- _Source document_:
Looking at this in the round the UK is currently engaged in almost unprecedented national self harm with this Brexit project. We are indulging in a grotesque episode of economic, political and cultural self flagellation and, by god, we’re determined to give ourselves a damned good thrashing. Opting for the hardest of hard Brexits we are reaching for the most painful implement in the box and the pain will be felt for years to come.
Every single person in Scotland is going to be worse off following Brexit with the Fraser of Allander Institute estimating that it could cost Scotland up to £8 billion with 80 000 being made unemployed whilst our economy takes a 5% hit in GDP. Our plan for Scotland to avoid the worst of the madness was comprehensively rejected before the ink was barely dry and it looks like Scotland will be shackled to the rest of the UK as we motor ever closer to the cliff edge, regardless of how we voted on the project.

- _Excerpts from point annotation data_:

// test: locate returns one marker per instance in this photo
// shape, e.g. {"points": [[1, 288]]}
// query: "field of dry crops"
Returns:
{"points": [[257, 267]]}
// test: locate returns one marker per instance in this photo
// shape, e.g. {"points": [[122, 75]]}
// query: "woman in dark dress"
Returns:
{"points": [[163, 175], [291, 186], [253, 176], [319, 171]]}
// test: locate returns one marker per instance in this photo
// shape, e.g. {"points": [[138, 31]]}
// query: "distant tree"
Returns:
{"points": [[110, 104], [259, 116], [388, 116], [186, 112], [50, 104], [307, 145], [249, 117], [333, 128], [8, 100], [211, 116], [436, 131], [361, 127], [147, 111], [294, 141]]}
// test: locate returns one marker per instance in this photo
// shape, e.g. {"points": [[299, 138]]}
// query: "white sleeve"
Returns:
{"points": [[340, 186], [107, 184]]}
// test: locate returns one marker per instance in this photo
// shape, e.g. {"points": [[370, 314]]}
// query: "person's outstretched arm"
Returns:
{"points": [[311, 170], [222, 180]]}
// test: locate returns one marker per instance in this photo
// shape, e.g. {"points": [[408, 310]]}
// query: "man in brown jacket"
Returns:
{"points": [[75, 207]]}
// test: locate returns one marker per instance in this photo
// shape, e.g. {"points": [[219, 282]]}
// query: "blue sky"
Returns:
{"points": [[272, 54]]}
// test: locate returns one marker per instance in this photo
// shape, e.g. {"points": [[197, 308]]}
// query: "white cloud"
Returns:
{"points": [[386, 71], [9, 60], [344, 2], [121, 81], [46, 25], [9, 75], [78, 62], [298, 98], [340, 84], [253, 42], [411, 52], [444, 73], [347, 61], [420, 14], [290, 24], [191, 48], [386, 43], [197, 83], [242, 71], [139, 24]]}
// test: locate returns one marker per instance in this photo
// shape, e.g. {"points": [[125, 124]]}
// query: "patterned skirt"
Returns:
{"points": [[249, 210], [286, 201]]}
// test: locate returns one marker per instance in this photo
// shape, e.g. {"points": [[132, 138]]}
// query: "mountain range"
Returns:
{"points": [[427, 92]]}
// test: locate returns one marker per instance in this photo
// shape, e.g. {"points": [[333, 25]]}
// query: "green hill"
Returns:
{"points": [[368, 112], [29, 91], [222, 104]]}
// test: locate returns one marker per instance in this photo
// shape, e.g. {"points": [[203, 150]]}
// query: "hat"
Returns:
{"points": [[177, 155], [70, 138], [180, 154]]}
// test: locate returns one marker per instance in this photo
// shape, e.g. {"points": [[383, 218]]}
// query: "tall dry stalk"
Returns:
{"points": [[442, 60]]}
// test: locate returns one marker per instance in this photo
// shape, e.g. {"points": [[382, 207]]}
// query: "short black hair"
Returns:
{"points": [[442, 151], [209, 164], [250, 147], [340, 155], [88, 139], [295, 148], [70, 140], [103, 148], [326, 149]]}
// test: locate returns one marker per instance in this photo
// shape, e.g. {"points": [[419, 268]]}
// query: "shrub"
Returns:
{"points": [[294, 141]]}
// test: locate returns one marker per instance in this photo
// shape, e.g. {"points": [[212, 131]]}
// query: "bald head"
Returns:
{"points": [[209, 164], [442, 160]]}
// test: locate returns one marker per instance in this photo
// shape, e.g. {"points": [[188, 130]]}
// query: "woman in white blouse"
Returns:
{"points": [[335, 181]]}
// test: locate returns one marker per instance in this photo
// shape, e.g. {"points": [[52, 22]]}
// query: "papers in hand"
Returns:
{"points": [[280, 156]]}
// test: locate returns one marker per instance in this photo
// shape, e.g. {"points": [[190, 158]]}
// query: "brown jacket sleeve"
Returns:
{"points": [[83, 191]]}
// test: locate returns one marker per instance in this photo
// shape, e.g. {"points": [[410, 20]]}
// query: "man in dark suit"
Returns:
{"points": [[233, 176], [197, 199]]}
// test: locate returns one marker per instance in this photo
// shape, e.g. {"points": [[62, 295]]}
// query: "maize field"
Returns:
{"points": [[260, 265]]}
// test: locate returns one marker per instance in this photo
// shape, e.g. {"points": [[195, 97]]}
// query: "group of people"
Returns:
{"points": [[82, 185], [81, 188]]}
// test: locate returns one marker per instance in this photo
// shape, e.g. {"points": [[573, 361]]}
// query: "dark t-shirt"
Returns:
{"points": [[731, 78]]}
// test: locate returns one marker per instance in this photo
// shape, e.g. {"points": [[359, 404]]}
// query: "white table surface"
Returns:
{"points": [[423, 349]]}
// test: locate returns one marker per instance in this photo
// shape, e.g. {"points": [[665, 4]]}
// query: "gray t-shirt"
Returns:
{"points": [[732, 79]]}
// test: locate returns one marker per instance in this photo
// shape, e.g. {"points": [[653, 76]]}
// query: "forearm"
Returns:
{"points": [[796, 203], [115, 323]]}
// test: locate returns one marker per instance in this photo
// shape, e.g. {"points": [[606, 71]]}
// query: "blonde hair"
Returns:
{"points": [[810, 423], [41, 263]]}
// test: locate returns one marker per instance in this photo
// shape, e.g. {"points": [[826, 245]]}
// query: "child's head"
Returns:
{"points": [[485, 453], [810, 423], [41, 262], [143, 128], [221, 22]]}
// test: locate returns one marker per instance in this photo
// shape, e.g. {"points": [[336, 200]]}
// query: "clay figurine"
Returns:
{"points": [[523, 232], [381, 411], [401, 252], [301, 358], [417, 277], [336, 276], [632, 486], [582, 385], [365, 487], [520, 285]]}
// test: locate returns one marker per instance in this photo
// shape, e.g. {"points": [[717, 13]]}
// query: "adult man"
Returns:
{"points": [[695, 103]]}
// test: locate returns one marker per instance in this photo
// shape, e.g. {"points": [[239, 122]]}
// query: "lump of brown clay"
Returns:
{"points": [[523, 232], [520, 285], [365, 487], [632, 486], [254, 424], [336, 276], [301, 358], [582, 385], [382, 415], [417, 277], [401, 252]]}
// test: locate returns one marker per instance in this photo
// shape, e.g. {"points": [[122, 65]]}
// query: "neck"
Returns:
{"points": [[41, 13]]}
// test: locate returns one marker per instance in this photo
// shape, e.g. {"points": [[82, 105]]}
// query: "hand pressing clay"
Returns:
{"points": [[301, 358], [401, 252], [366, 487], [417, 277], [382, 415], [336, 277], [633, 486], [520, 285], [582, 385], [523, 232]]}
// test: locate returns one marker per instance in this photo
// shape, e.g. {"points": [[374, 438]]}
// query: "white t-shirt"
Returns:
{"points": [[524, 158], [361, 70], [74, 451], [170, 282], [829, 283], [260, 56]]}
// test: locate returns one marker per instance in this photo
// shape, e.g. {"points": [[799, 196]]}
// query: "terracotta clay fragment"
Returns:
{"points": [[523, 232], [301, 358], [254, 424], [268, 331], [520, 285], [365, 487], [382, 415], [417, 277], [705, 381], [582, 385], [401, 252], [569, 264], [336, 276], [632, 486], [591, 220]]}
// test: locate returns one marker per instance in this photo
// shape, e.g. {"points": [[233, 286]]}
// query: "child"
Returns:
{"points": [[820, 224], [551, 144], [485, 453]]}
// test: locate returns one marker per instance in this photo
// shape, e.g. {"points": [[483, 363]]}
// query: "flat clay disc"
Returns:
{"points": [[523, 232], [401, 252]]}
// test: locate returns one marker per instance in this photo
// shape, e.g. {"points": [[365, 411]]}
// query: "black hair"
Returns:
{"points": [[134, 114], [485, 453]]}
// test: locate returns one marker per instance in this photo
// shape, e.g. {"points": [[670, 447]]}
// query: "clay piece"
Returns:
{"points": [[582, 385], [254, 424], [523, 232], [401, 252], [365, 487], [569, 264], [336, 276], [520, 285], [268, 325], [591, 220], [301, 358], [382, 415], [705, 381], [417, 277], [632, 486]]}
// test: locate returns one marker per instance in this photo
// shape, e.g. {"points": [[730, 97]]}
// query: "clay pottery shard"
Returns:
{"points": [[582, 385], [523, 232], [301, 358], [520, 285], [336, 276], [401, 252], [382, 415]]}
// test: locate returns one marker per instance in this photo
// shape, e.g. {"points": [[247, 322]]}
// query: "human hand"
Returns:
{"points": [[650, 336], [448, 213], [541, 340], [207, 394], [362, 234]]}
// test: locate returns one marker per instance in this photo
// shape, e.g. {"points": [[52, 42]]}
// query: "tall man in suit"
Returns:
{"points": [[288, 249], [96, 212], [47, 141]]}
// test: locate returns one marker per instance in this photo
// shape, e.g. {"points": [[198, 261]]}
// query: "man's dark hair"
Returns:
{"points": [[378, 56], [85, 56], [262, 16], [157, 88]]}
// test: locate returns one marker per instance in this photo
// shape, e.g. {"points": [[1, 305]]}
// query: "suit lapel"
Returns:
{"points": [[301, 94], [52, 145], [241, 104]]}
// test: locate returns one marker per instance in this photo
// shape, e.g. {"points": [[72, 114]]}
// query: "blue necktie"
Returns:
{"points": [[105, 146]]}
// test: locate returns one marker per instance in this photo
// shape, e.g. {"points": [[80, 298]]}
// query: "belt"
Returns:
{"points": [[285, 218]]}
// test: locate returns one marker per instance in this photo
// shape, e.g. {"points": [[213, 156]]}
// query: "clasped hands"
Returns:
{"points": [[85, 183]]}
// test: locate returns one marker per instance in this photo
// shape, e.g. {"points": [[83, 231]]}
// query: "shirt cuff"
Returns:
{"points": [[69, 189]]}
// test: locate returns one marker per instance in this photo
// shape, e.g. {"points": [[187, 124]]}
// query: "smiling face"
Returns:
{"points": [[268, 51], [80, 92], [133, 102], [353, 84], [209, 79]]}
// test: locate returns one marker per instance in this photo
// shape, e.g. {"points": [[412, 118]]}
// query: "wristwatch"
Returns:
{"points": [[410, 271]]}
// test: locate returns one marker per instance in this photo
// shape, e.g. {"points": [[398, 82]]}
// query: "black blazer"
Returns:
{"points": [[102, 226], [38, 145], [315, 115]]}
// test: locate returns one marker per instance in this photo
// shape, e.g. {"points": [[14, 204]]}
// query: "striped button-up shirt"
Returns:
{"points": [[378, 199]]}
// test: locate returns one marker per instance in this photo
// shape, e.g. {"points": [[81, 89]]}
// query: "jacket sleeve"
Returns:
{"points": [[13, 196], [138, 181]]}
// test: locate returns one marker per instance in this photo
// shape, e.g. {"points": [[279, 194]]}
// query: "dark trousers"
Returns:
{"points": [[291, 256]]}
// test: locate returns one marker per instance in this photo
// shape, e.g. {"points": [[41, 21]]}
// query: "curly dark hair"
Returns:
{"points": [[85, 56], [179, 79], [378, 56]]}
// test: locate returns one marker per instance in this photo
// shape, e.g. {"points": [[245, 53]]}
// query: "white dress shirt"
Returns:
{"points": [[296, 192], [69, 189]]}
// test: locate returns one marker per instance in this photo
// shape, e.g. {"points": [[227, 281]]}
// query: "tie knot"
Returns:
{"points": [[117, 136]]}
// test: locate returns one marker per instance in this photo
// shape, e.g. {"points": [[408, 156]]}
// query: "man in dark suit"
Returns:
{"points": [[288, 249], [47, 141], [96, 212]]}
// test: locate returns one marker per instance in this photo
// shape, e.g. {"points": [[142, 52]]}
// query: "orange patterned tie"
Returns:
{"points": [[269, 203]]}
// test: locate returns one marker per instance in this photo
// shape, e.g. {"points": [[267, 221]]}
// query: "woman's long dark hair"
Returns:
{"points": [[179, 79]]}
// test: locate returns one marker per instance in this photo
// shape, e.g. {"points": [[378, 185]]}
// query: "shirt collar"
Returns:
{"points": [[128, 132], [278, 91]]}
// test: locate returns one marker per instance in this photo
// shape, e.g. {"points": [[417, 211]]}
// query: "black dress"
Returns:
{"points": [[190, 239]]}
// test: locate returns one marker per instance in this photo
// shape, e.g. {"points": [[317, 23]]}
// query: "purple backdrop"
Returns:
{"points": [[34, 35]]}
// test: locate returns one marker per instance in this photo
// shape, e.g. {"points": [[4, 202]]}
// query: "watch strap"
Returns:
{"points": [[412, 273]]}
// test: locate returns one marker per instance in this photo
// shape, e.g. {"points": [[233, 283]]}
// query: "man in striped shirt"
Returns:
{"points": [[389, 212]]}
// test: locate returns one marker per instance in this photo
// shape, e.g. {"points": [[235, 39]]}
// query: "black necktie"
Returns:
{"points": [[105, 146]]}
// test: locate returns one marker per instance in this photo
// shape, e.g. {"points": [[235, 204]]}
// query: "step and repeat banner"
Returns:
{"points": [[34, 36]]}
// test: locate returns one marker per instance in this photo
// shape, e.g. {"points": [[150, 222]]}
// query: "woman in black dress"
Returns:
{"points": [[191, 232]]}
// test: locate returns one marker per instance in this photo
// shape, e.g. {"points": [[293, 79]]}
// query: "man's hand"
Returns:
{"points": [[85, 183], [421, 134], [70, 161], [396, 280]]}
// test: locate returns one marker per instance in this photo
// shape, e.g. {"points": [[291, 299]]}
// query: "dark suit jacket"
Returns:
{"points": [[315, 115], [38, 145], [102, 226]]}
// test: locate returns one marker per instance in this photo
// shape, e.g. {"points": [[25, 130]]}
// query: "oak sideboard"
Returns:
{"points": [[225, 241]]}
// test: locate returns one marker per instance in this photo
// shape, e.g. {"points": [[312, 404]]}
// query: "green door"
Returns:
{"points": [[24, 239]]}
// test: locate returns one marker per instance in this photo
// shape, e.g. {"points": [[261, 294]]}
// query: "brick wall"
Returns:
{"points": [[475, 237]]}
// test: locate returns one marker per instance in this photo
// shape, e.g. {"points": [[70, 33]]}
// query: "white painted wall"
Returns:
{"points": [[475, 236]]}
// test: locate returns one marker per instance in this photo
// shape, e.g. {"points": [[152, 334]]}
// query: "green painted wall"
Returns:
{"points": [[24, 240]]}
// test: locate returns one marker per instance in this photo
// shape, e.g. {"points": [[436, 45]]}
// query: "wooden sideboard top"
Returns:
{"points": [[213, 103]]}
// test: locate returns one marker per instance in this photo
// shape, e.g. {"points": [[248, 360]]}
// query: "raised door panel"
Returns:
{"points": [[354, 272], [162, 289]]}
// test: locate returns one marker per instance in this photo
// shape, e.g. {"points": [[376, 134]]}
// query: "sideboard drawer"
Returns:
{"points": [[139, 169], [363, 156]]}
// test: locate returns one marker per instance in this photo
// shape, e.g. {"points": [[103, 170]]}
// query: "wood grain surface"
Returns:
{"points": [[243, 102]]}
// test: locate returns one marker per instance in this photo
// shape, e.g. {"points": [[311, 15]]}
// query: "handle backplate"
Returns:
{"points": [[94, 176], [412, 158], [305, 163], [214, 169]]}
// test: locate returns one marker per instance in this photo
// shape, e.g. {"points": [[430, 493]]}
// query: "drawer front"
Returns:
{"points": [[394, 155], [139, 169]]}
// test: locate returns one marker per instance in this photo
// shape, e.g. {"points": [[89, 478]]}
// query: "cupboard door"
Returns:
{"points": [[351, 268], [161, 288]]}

- _What to do_:
**1.** Transcribe the Brexit passage between "Looking at this" and "years to come.", inclusive.
**2.** Write the next part of the Brexit passage, starting right after its last sentence.

- _The replies_:
**1.**
Looking at this in the round the UK is currently engaged in almost unprecedented national self harm with this Brexit project. We are indulging in a grotesque episode of economic, political and cultural self flagellation and, by god, we’re determined to give ourselves a damned good thrashing. Opting for the hardest of hard Brexits we are reaching for the most painful implement in the box and the pain will be felt for years to come.

**2.**
Staying with the transport metaphors the good ship UK is currently on full course to hit the Brexit iceberg and the last of the engines has just been stoked up. On deck the ‘negotiators’ aimlessly re-organise the deckchairs comforting themselves with tales of ‘international trade deals’. But below decks attached to the side of this stricken, doomed, empty vessel their remains a lifeboat for Scotland. All we need to do is get on board, lower it down, and row as quickly as possible to the shores of sanity.